¿Qué líneas de las entradas siguientes contienen la palabra "blue"? Encuéntralas y cópialas todas, distinguiendo entre mayúsculas y minúsculas.

━━━━━━━━

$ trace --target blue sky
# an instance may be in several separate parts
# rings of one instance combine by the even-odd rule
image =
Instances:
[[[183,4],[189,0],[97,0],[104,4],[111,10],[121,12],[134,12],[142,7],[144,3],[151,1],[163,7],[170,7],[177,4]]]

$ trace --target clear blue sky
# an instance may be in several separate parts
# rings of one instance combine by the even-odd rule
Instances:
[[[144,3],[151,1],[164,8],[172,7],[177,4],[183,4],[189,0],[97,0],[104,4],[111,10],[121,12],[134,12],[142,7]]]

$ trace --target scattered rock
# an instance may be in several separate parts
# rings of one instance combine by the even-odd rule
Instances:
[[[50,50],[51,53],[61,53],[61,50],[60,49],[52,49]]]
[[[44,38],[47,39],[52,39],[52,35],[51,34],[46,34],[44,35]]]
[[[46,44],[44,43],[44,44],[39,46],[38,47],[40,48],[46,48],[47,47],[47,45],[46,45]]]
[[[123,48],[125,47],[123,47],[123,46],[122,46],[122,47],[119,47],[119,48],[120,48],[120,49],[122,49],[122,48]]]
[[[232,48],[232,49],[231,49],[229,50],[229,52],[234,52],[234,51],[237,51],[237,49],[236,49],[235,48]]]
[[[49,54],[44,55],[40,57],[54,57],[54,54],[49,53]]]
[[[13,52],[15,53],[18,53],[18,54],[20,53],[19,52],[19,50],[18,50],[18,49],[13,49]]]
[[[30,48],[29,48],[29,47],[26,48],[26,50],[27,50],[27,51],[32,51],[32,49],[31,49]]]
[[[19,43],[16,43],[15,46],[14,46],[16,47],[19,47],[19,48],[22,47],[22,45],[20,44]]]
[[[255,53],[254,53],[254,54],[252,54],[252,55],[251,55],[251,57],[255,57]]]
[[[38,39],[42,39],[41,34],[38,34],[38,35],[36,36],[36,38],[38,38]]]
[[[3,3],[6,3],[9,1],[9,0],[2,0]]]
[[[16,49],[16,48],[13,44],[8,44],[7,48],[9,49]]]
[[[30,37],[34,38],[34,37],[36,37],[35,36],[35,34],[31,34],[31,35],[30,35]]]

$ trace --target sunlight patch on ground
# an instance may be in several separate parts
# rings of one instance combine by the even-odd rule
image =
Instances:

━━━━━━━━

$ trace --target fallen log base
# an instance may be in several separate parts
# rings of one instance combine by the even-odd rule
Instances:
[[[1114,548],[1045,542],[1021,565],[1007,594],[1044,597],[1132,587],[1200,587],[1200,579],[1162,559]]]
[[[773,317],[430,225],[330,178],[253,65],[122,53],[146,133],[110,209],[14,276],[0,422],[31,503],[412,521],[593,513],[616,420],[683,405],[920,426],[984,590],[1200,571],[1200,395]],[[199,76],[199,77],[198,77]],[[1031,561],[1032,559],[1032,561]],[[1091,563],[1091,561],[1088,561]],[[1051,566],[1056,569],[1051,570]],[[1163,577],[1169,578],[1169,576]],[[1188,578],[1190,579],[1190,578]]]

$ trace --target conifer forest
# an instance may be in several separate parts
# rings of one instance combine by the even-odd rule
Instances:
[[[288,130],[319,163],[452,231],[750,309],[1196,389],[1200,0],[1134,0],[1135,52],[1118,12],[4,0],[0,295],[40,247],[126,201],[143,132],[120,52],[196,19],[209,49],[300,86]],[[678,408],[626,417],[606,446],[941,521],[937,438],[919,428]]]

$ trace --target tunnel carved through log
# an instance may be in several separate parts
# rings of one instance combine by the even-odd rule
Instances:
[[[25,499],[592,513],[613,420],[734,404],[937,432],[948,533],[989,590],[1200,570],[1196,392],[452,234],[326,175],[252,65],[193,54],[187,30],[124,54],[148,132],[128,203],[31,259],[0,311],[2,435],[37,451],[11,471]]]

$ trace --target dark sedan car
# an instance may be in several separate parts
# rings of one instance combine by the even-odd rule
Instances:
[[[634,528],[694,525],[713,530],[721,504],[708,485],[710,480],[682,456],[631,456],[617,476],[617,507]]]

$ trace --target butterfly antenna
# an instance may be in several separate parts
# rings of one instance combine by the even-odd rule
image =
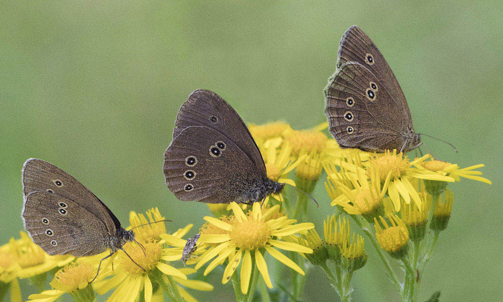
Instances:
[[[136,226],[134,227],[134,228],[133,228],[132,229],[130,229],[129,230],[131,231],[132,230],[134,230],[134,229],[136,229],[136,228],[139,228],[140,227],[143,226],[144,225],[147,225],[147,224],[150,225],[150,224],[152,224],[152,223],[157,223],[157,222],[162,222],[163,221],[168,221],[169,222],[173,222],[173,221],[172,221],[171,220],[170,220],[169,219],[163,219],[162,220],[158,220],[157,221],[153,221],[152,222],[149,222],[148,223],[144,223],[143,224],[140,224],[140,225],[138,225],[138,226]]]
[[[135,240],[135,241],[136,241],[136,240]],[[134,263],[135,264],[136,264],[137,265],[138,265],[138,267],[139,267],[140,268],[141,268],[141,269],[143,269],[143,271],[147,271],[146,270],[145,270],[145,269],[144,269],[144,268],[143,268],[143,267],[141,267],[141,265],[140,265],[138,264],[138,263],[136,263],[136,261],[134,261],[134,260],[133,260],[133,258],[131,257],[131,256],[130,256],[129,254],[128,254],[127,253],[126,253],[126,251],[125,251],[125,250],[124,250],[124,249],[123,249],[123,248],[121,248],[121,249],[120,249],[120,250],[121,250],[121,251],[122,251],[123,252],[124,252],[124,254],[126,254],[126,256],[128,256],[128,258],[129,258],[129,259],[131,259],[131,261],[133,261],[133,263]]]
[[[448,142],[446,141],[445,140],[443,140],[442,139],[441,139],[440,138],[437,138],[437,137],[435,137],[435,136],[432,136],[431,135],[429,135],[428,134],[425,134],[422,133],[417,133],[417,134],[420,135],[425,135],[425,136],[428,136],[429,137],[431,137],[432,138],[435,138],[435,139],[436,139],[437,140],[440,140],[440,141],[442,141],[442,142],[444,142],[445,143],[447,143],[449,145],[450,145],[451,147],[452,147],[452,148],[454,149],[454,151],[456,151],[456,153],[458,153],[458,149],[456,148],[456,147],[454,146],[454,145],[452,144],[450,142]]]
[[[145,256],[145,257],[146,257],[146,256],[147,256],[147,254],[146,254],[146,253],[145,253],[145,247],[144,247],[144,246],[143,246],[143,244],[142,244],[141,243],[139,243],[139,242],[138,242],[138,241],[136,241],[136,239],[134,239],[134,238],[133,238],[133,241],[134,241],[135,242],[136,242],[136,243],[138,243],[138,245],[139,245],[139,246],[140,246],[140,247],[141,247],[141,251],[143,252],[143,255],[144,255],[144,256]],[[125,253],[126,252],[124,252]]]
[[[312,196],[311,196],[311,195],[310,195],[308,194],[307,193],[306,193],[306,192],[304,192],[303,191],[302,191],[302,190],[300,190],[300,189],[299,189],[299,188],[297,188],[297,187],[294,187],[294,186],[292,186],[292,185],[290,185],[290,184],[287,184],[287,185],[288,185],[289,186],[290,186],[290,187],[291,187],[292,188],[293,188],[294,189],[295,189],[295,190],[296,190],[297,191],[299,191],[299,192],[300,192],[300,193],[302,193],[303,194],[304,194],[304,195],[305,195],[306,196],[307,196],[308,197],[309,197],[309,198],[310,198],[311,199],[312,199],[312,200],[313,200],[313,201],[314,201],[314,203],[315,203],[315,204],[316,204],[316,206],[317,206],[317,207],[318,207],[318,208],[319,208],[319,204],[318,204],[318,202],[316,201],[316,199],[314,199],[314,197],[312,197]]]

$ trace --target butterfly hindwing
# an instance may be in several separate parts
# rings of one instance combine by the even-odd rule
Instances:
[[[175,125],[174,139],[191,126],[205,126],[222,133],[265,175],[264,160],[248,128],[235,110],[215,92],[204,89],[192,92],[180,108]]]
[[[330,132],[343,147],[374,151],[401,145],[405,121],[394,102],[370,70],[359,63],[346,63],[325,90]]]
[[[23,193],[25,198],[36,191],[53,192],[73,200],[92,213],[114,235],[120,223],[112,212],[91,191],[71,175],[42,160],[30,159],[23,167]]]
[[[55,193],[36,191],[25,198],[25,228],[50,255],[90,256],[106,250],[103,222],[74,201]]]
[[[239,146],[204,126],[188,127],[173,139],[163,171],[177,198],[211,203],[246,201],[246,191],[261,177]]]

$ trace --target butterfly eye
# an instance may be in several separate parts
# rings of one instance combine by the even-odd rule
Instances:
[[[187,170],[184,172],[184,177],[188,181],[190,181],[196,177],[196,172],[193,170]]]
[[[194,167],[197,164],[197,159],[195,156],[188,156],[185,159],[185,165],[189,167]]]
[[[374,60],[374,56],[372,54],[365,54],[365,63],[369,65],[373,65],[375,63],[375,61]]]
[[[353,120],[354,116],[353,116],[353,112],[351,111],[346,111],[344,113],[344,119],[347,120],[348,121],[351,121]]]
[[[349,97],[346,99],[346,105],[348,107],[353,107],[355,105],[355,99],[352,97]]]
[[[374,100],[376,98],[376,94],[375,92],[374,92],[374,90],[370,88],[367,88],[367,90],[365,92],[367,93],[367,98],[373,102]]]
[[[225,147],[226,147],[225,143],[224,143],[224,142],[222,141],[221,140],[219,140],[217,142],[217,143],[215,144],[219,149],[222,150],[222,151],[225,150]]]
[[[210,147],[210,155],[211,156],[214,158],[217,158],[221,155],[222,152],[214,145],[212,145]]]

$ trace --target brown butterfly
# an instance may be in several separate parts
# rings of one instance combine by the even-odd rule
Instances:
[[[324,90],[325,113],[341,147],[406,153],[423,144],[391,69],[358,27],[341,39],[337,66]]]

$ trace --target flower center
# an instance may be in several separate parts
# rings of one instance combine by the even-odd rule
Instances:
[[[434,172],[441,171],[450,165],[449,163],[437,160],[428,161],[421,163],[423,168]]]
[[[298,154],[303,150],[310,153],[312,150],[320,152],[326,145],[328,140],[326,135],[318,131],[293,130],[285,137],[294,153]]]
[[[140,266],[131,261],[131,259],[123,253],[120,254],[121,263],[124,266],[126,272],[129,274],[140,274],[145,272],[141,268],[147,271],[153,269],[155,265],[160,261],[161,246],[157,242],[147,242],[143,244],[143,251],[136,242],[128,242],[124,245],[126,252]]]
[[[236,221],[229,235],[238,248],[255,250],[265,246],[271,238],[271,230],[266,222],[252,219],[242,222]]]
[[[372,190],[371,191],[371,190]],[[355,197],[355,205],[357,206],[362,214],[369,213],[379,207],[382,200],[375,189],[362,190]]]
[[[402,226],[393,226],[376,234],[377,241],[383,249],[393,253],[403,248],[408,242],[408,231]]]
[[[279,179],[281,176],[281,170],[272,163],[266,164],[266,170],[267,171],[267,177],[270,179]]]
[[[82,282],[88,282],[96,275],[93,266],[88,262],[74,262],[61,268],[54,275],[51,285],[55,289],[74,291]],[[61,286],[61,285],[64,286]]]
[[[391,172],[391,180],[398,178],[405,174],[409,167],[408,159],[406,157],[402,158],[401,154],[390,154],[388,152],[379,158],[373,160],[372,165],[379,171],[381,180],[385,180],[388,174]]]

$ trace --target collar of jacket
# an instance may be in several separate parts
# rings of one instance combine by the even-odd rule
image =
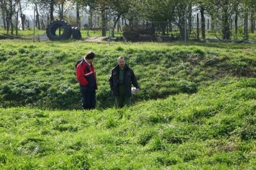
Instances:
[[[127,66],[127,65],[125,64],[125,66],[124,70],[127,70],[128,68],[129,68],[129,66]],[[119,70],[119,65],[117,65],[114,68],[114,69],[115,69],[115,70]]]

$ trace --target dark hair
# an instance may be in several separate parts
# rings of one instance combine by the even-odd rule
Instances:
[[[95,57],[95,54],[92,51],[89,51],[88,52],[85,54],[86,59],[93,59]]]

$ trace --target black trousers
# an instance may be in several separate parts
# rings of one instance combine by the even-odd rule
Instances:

━━━━━━━━

SOLUCIÓN DEL EJERCICIO
$ trace --target blue sky
$ trace --target clear blue sky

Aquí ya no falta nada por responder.